*What is needed*
How many of the lines below contain the string "grass", with case counting? Reply with the number only.

*Extracted data*
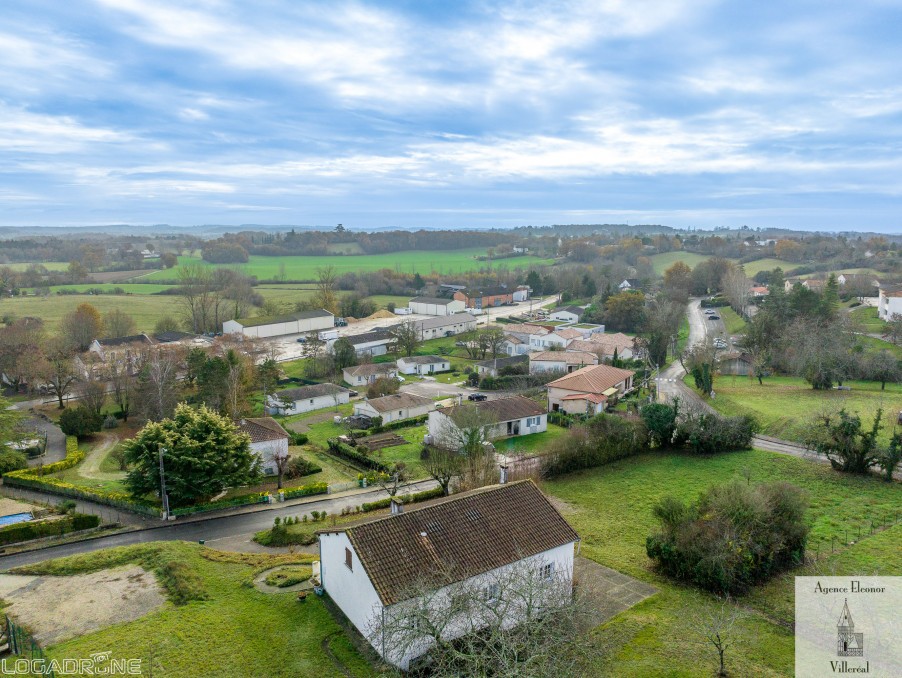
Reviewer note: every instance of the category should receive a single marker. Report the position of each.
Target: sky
(689, 113)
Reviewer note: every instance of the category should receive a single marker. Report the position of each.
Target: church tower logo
(848, 643)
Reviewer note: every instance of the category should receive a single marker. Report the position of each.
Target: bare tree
(524, 620)
(443, 465)
(57, 369)
(714, 625)
(407, 337)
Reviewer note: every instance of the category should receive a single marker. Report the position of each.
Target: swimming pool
(15, 518)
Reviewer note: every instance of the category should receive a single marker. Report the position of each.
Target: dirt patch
(58, 608)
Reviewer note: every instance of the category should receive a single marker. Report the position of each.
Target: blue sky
(682, 112)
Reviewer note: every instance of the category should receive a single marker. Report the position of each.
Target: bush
(11, 460)
(732, 537)
(710, 433)
(602, 440)
(80, 422)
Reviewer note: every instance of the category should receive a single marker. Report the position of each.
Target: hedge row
(241, 500)
(403, 423)
(41, 479)
(12, 534)
(307, 490)
(407, 499)
(347, 452)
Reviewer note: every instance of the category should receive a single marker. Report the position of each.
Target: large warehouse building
(277, 326)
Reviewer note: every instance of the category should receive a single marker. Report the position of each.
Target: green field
(786, 406)
(661, 262)
(226, 628)
(610, 508)
(424, 262)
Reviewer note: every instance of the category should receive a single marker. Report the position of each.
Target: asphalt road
(210, 529)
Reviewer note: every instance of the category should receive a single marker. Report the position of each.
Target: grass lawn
(867, 317)
(734, 322)
(785, 406)
(661, 262)
(227, 628)
(610, 508)
(534, 443)
(304, 268)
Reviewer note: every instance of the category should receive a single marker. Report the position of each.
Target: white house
(307, 398)
(475, 539)
(569, 314)
(395, 407)
(444, 325)
(268, 439)
(493, 366)
(560, 361)
(889, 303)
(280, 325)
(600, 382)
(371, 343)
(362, 375)
(435, 306)
(513, 416)
(423, 364)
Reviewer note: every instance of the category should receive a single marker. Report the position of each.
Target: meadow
(786, 406)
(304, 268)
(226, 627)
(611, 509)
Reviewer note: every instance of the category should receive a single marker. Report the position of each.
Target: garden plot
(55, 609)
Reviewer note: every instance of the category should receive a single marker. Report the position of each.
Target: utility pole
(163, 487)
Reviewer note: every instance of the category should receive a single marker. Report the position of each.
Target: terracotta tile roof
(398, 401)
(458, 538)
(595, 379)
(505, 409)
(262, 429)
(566, 357)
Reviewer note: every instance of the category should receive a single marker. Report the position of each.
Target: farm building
(280, 325)
(560, 361)
(513, 416)
(485, 298)
(569, 314)
(268, 439)
(307, 398)
(435, 306)
(423, 364)
(395, 407)
(444, 326)
(495, 366)
(361, 375)
(600, 381)
(371, 343)
(487, 534)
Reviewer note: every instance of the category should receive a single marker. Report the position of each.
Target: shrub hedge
(12, 534)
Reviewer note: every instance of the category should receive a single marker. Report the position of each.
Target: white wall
(310, 404)
(266, 450)
(351, 589)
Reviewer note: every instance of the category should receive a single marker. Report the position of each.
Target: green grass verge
(610, 508)
(424, 262)
(233, 630)
(786, 406)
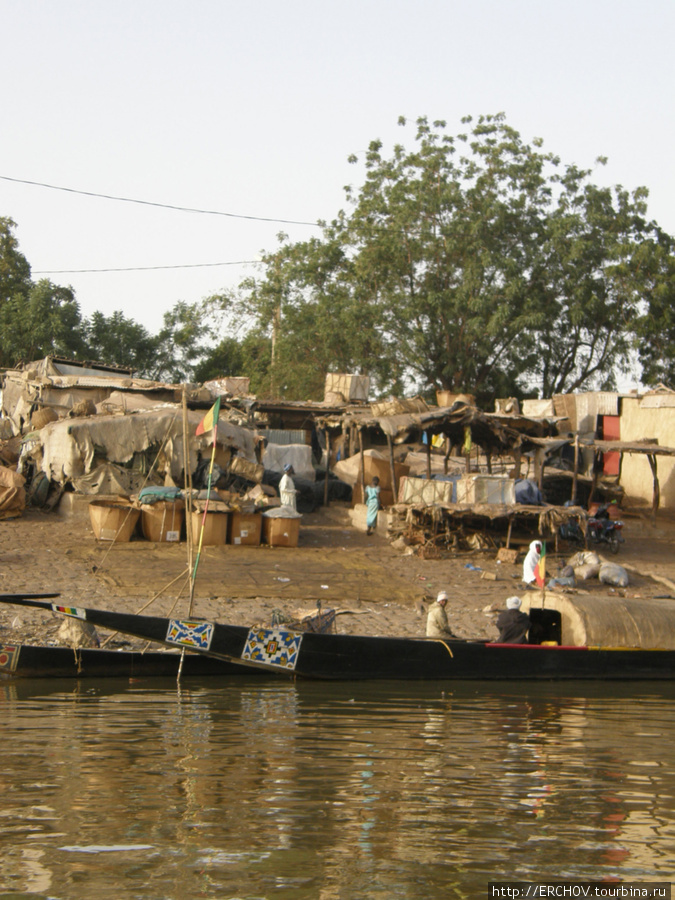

*Task response*
2